-- begin Text provided --
The TOPIC Report : February 2015 | Main Website : topicsa.org.za.
TOPIC’s First Two Months Have Been Eventful
Since our launch in October 2014, TOPIC (An acronym for Testing of Products Initiated by Consumers) has been met with overwhelming support from consumers and media alike. Our first investigation has been a success for consumers and consumer choice activists.
Empowering consumers to make informed choices has never been more relevant as mislabeling is rife and South African shoppers alone are tasked with questioning the legitimacy of labels and marketing terms. It is imperative that consumers have a tool with which to query these, often opaque, highly technical or simply unsubstantiated, terms (like “organic”, “free-range” or “natural”).
November 2014 Nomination : Wakaberry Frozen Yoghurt
TOPIC Finding : Wakaberry does not use organic milk
In October 2014 Wakaberry was our most nominated product on social media and via our anonymous nomination email (firstname.lastname@example.org). By the middle of November TOPIC announced that as our first investigation we would research claims by nationwide frozen-yoghurt franchise, Wakaberry, that their milk products were organic and sourced from free range dairy farms.
-- end Text provided --
-- begin Extracted material --
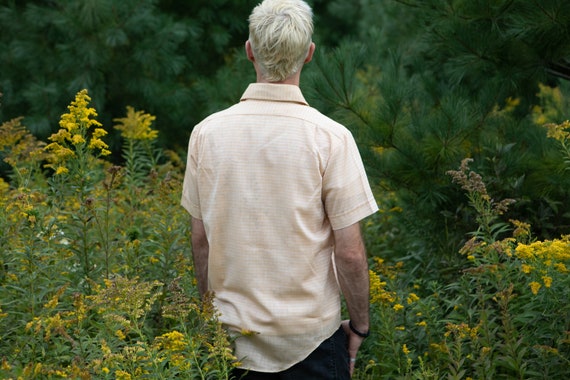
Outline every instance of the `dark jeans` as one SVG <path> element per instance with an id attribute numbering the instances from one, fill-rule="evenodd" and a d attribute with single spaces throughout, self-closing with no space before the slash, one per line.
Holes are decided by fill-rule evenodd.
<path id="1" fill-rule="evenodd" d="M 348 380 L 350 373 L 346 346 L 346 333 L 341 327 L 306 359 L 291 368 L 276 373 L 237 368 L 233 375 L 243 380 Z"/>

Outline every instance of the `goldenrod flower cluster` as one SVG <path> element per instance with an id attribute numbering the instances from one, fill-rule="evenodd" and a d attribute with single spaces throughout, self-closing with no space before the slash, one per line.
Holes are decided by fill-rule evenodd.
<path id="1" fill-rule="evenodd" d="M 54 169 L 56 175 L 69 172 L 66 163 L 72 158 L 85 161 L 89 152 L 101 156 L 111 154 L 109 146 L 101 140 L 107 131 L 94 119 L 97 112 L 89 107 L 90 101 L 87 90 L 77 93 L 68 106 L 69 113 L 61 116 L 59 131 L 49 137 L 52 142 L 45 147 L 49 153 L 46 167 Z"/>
-- end Extracted material --
== The tasks ==
1. Output the TOPIC report text in full, word for word.
2. Express every line of the stored data listing as a Markdown table with the columns Num and Content, numbering the rows and skipping blank lines, and leave the pictures out of the answer.

== Answers in order ==
1.
The TOPIC Report : February 2015 | Main Website : topicsa.org.za.
TOPIC’s First Two Months Have Been Eventful
Since our launch in October 2014, TOPIC (An acronym for Testing of Products Initiated by Consumers) has been met with overwhelming support from consumers and media alike. Our first investigation has been a success for consumers and consumer choice activists.
Empowering consumers to make informed choices has never been more relevant as mislabeling is rife and South African shoppers alone are tasked with questioning the legitimacy of labels and marketing terms. It is imperative that consumers have a tool with which to query these, often opaque, highly technical or simply unsubstantiated, terms (like “organic”, “free-range” or “natural”).
November 2014 Nomination : Wakaberry Frozen Yoghurt
TOPIC Finding : Wakaberry does not use organic milk
In October 2014 Wakaberry was our most nominated product on social media and via our anonymous nomination email (firstname.lastname@example.org). By the middle of November TOPIC announced that as our first investigation we would research claims by nationwide frozen-yoghurt franchise, Wakaberry, that their milk products were organic and sourced from free range dairy farms.

2.
| Num | Content |
|---|---|
| 1 | Outline every instance of the `dark jeans` as one SVG <path> element per instance with an id attribute numbering the instances from one, fill-rule="evenodd" and a d attribute with single spaces throughout, self-closing with no space before the slash, one per line. |
| 2 | Holes are decided by fill-rule evenodd. |
| 3 | <path id="1" fill-rule="evenodd" d="M 348 380 L 350 373 L 346 346 L 346 333 L 341 327 L 306 359 L 291 368 L 276 373 L 237 368 L 233 375 L 243 380 Z"/> |
| 4 | Outline every instance of the `goldenrod flower cluster` as one SVG <path> element per instance with an id attribute numbering the instances from one, fill-rule="evenodd" and a d attribute with single spaces throughout, self-closing with no space before the slash, one per line. |
| 5 | Holes are decided by fill-rule evenodd. |
| 6 | <path id="1" fill-rule="evenodd" d="M 54 169 L 56 175 L 69 172 L 66 163 L 72 158 L 85 161 L 89 152 L 101 156 L 111 154 L 109 146 L 101 140 L 107 131 L 94 119 L 97 112 L 89 107 L 90 101 L 87 90 L 77 93 L 68 106 L 69 113 L 61 116 L 59 131 L 49 137 L 52 142 L 45 147 L 49 153 L 46 167 Z"/> |